Required action:
Start to finish, copy the data exactly.
Record excerpts below:
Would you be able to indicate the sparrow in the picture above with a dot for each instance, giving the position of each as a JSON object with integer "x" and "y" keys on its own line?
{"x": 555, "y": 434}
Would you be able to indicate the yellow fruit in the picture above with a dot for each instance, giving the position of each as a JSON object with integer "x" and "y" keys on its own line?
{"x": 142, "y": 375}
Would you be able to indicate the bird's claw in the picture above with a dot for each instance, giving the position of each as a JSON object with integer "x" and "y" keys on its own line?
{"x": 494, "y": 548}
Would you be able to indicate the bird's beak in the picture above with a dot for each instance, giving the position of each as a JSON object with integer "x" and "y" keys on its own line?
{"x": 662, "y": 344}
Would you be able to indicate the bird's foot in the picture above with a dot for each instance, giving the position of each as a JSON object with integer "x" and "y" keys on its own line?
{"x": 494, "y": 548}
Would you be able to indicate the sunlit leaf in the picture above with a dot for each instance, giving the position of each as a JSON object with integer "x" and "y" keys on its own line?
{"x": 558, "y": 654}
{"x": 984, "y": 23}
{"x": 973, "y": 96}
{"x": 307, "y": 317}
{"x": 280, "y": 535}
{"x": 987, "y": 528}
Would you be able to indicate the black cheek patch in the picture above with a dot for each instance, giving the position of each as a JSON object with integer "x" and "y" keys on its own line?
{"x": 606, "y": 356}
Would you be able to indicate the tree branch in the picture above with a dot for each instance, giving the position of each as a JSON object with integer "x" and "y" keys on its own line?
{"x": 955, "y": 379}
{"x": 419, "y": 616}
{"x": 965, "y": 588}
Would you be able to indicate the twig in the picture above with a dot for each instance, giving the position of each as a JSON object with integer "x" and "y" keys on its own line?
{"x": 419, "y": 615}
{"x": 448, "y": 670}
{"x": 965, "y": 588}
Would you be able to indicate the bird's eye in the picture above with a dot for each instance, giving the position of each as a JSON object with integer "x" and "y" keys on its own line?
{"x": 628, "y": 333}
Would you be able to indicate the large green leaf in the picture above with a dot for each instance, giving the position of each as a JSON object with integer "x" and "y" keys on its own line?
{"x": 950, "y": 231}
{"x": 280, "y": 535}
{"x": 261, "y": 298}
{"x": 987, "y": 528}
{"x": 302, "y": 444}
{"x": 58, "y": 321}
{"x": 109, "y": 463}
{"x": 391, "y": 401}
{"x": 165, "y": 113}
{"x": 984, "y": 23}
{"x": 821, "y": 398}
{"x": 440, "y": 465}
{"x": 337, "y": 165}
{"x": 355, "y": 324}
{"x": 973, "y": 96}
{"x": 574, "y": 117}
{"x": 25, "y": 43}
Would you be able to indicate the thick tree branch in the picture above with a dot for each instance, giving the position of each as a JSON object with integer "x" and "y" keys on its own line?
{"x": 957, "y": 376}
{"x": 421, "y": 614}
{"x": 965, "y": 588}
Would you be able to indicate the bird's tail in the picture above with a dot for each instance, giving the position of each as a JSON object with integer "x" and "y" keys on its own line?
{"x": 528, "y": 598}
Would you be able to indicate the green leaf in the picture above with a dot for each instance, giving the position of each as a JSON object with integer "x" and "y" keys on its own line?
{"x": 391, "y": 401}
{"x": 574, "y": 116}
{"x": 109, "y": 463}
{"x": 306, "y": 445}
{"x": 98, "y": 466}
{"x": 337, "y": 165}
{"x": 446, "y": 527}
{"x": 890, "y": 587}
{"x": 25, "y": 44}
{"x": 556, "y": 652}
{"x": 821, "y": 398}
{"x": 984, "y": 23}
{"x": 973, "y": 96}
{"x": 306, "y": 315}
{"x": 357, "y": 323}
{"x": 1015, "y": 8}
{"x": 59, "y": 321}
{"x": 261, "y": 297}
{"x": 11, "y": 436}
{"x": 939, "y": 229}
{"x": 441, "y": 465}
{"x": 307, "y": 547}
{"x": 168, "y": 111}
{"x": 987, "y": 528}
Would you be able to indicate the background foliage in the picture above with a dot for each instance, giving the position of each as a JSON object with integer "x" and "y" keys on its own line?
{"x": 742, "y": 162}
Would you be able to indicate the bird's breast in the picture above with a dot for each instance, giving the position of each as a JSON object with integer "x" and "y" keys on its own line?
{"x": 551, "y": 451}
End of Record excerpts.
Solution to this exercise:
Would you be able to indicate the sparrow in the picture above with a dot for each instance, giving the position of each as a JSON object with integer "x" and "y" keys on its own line?
{"x": 555, "y": 434}
Would you be able to indicate the yellow fruit in the picture above with a dot for each instance, giving the position of each as a JSON object with integer "x" and "y" keys on its own line?
{"x": 142, "y": 375}
Would you be able to indicate the bird's claw in the picture above with a dot for each instance, giving the position of each as a JSON object with integer "x" and "y" keys on its own line?
{"x": 494, "y": 548}
Would you be able to indicate the bird's beak in the picture above with a dot for each instance, giving the position of each as a JSON object with integer "x" and "y" keys on its own line?
{"x": 662, "y": 344}
Would you be able to indicate the bird's foot in the picture above with a dot for each instance, giving the position of each as a JSON object with integer "x" and "y" keys on its own line?
{"x": 494, "y": 548}
Would you be able to indicate the sunlit leaf in the picture above with a dot for each instance, giving the position of each as a JSON object with integer "x" and "y" keys on its own line?
{"x": 558, "y": 654}
{"x": 984, "y": 23}
{"x": 973, "y": 96}
{"x": 307, "y": 317}
{"x": 280, "y": 535}
{"x": 987, "y": 528}
Would you be able to indicate the black cheek patch in the picture above with a dot for each instance, giving the position of each as a JSON object with integer "x" and "y" keys on its own line?
{"x": 606, "y": 356}
Would you be able to indicate the tree branch in the picture above with a dot for each instance, giving the position of each as a JSON object with integer "x" and "y" keys on its own line?
{"x": 955, "y": 379}
{"x": 419, "y": 616}
{"x": 965, "y": 588}
Would you be able to indicate the twig in the picture above with a dot for each instance, giving the position of each as a JSON object with integer "x" and "y" keys on its own line?
{"x": 419, "y": 615}
{"x": 448, "y": 670}
{"x": 965, "y": 588}
Would you be able to indicate the bird's eye in the picture above with a dot for each instance, giving the position of each as a JSON object with integer "x" and "y" keys on its own line?
{"x": 628, "y": 333}
Would you be able to indicate the large green leaf in the picture above with a dot for each instance, giving the position of each as a JSON object with integer "x" and "y" keys on its own line?
{"x": 950, "y": 231}
{"x": 280, "y": 535}
{"x": 261, "y": 298}
{"x": 987, "y": 528}
{"x": 302, "y": 444}
{"x": 58, "y": 321}
{"x": 109, "y": 463}
{"x": 391, "y": 401}
{"x": 165, "y": 113}
{"x": 984, "y": 23}
{"x": 821, "y": 398}
{"x": 440, "y": 465}
{"x": 337, "y": 165}
{"x": 355, "y": 324}
{"x": 973, "y": 96}
{"x": 574, "y": 117}
{"x": 25, "y": 43}
Would you be able to indicate the thick tree branch in the picture above with a dot for each instance, giving the position of each as a JSON object with integer "x" and "y" keys on its own line?
{"x": 957, "y": 376}
{"x": 421, "y": 614}
{"x": 965, "y": 588}
Would you be able to indicate the bird's tail in the picture above with a dot for each instance, giving the position of each as a JSON object with integer "x" and "y" keys on its own line?
{"x": 528, "y": 598}
Would you be able to indicate the green leaf in the picture above with a dot for each instance, giving the position of each as a JSON object with integer "x" and "y" keys on its own line?
{"x": 391, "y": 401}
{"x": 574, "y": 116}
{"x": 109, "y": 463}
{"x": 306, "y": 445}
{"x": 98, "y": 466}
{"x": 337, "y": 165}
{"x": 446, "y": 527}
{"x": 890, "y": 587}
{"x": 25, "y": 44}
{"x": 556, "y": 652}
{"x": 821, "y": 398}
{"x": 984, "y": 23}
{"x": 973, "y": 96}
{"x": 306, "y": 315}
{"x": 357, "y": 323}
{"x": 1015, "y": 8}
{"x": 59, "y": 321}
{"x": 261, "y": 297}
{"x": 11, "y": 436}
{"x": 939, "y": 229}
{"x": 441, "y": 465}
{"x": 307, "y": 547}
{"x": 168, "y": 111}
{"x": 987, "y": 528}
Would you be able to indicate the background foliage in the picture above with a dot for each instance, giving the position of each as a JSON object with integer "x" and "y" keys on its own line?
{"x": 742, "y": 162}
Would you be able to indicate the bird's breast in the picture above with a dot for each instance, giving the position of each as a JSON object with integer "x" and "y" keys on its own line?
{"x": 551, "y": 451}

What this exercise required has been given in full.